*Written instruction:*
All of the records below need to be copied exactly.
----- Stored data -----
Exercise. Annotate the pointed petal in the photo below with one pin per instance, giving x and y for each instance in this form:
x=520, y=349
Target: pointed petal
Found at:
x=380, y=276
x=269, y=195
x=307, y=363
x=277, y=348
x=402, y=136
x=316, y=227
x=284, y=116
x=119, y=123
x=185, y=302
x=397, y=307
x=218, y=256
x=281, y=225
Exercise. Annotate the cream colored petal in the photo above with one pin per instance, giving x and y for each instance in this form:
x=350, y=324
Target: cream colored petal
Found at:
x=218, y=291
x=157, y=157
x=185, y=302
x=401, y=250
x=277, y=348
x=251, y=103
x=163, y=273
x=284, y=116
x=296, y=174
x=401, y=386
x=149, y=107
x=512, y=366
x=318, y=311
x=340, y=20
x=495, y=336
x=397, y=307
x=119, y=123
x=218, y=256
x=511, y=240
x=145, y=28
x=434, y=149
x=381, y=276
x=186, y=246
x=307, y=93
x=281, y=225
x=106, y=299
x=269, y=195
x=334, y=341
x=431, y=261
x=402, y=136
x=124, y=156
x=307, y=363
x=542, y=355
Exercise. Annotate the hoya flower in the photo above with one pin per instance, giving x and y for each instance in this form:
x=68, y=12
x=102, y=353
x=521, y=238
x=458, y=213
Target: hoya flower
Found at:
-----
*Task output:*
Exercise. Annotate the pointed petal in the photo below with one pin per instance, giving x and y for each instance in this form:
x=520, y=349
Target: pointed petal
Found at:
x=380, y=276
x=269, y=195
x=307, y=363
x=277, y=348
x=402, y=136
x=316, y=227
x=284, y=116
x=119, y=123
x=185, y=302
x=397, y=307
x=218, y=256
x=281, y=225
Exercise. Annotate the cream colored petal in the photo above with one pin per instance, giving x and y for each instance in this form:
x=350, y=324
Target: cream colored petal
Found at:
x=218, y=291
x=157, y=157
x=185, y=302
x=401, y=250
x=277, y=348
x=251, y=103
x=163, y=273
x=284, y=116
x=296, y=174
x=401, y=386
x=149, y=107
x=512, y=366
x=318, y=311
x=340, y=20
x=495, y=336
x=397, y=307
x=119, y=123
x=218, y=256
x=511, y=240
x=145, y=28
x=434, y=149
x=381, y=276
x=186, y=246
x=307, y=93
x=281, y=225
x=106, y=299
x=269, y=195
x=334, y=341
x=431, y=261
x=402, y=136
x=124, y=156
x=307, y=363
x=542, y=355
Exercise. Annotate the hoya flower in the photo above with one pin per instance, giving x and y for each instance in this form:
x=68, y=12
x=102, y=353
x=521, y=238
x=458, y=213
Target: hoya flower
Found at:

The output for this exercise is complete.